##### Data supplied

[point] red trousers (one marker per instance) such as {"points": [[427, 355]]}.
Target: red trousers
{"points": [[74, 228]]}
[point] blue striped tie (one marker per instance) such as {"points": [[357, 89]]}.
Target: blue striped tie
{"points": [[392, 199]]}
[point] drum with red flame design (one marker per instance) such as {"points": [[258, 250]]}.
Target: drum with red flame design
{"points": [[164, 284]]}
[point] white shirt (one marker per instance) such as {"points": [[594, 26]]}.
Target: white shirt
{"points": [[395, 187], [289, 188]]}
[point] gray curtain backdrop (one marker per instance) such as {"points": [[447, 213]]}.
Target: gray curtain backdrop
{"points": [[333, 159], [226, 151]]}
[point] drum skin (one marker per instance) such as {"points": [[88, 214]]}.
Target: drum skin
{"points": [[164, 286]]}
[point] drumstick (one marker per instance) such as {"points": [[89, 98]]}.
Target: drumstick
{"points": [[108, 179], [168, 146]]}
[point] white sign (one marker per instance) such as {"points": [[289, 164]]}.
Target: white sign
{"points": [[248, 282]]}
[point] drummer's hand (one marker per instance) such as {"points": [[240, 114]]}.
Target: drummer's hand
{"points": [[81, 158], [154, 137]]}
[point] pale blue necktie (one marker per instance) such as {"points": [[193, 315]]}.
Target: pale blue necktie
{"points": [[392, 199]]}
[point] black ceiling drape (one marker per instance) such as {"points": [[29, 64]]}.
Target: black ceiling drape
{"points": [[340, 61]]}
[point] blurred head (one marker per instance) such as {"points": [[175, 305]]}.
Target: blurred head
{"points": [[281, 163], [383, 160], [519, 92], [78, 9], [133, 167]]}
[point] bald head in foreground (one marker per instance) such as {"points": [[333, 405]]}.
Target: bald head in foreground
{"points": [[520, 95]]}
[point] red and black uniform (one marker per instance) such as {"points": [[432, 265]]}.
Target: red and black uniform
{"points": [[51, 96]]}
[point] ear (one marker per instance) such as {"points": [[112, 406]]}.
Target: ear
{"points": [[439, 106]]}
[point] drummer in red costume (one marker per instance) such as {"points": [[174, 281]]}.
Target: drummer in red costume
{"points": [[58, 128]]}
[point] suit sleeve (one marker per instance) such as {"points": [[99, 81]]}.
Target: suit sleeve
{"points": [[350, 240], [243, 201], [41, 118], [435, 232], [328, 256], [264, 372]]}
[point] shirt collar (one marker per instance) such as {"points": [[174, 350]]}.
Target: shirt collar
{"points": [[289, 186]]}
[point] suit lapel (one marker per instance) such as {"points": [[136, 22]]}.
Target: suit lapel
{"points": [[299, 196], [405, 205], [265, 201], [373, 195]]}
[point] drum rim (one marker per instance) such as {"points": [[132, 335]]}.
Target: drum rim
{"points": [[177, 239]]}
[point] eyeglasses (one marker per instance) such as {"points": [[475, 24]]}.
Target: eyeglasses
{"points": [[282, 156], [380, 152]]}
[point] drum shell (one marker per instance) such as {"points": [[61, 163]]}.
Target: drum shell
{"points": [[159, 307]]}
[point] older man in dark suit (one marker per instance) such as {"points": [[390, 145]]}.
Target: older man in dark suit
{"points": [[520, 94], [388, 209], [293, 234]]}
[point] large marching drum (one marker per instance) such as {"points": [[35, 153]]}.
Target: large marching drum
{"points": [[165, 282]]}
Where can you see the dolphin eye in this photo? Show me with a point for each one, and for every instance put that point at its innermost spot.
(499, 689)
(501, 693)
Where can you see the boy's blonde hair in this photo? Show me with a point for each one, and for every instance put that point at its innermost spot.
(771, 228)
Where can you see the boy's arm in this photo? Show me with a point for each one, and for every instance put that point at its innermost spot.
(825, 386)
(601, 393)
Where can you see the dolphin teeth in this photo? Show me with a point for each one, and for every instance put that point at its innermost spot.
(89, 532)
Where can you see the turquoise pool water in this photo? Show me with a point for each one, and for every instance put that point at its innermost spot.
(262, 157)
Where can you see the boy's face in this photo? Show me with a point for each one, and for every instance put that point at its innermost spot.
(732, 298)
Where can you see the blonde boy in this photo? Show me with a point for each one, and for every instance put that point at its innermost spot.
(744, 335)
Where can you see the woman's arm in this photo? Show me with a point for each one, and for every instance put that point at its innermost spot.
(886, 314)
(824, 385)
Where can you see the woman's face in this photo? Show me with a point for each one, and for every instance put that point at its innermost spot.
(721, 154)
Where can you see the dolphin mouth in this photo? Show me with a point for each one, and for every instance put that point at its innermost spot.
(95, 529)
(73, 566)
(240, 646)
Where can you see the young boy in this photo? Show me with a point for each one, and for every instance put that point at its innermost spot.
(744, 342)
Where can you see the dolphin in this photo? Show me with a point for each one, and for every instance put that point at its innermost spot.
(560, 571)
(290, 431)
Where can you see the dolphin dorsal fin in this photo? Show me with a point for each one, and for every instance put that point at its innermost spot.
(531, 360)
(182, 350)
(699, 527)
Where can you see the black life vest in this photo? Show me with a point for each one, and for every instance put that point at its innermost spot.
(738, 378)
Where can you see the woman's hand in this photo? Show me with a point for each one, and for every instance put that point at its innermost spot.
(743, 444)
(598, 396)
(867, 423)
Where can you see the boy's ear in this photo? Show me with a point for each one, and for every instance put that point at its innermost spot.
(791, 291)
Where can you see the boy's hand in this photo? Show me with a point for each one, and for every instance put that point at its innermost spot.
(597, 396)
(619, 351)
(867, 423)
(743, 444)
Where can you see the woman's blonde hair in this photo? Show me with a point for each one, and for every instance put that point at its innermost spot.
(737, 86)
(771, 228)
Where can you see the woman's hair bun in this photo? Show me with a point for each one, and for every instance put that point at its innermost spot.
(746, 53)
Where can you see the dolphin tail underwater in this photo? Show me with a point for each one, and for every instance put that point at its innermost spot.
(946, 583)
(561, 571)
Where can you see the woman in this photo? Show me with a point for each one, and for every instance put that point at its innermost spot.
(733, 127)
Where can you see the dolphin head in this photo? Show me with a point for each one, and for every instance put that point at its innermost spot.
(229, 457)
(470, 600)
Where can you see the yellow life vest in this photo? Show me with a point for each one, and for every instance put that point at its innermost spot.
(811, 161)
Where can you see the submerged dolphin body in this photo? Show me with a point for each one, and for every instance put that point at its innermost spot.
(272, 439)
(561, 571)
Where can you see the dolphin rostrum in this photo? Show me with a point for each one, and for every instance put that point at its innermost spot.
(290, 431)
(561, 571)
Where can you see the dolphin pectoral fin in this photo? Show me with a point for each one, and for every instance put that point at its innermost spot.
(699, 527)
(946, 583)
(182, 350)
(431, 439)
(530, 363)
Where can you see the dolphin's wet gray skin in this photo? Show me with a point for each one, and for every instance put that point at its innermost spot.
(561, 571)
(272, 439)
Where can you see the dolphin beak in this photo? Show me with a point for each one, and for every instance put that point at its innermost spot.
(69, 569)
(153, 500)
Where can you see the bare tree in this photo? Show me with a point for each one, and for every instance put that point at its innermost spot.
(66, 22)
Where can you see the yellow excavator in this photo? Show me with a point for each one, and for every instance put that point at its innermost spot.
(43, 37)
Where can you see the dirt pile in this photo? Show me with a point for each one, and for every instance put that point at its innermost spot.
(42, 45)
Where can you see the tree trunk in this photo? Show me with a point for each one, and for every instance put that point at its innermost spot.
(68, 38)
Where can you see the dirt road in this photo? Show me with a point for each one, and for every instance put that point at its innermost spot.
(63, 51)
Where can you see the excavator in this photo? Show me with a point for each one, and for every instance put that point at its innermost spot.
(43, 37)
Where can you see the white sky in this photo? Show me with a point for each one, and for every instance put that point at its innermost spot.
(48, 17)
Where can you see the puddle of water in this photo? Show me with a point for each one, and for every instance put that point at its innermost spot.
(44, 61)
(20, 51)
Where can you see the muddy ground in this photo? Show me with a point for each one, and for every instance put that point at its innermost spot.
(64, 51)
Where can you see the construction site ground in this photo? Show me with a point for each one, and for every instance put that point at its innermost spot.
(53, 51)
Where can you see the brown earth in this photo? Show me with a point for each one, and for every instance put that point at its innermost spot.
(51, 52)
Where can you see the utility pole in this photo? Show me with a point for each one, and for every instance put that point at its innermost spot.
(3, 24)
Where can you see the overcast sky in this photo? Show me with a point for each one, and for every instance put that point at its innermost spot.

##########

(Written exercise):
Every line from the one containing "Where can you see the tree" through the last line of the entries must be written out verbatim, and no other line.

(Result for this task):
Where can you see the tree trunk in this photo? Show me with a point for each one, and for every instance put that point at its innermost spot.
(68, 38)
Where can you see the dirt road in this photo? Show me with a point for each one, and for every instance put that point at its innermost spot.
(63, 51)
Where can you see the excavator in this photo? Show me with a point for each one, and for every instance put that point at its innermost spot.
(43, 37)
Where can you see the white sky in this photo? Show me with a point for each one, and for every instance put that point at its innermost spot.
(48, 17)
Where can you see the puddle of water in this photo? Show me with a point for each one, and for every instance put that point at its innermost spot.
(44, 61)
(20, 51)
Where can you see the muddy ground in this photo? Show me with a point for each one, and for every instance put that point at its innermost spot.
(64, 51)
Where can you see the construction site ground in this photo? Show me with a point for each one, and for every instance put that point at its innermost spot.
(53, 51)
Where can you see the brown earth in this photo? Show me with a point for each one, and for every instance put that point at its innermost spot.
(51, 52)
Where can you see the utility pole in this photo? Show me with a point for each one, and for every instance put that point at its innermost spot.
(3, 24)
Where can you see the overcast sky in this photo? Show me with a point for each one, and for every instance put that point at its innermost spot.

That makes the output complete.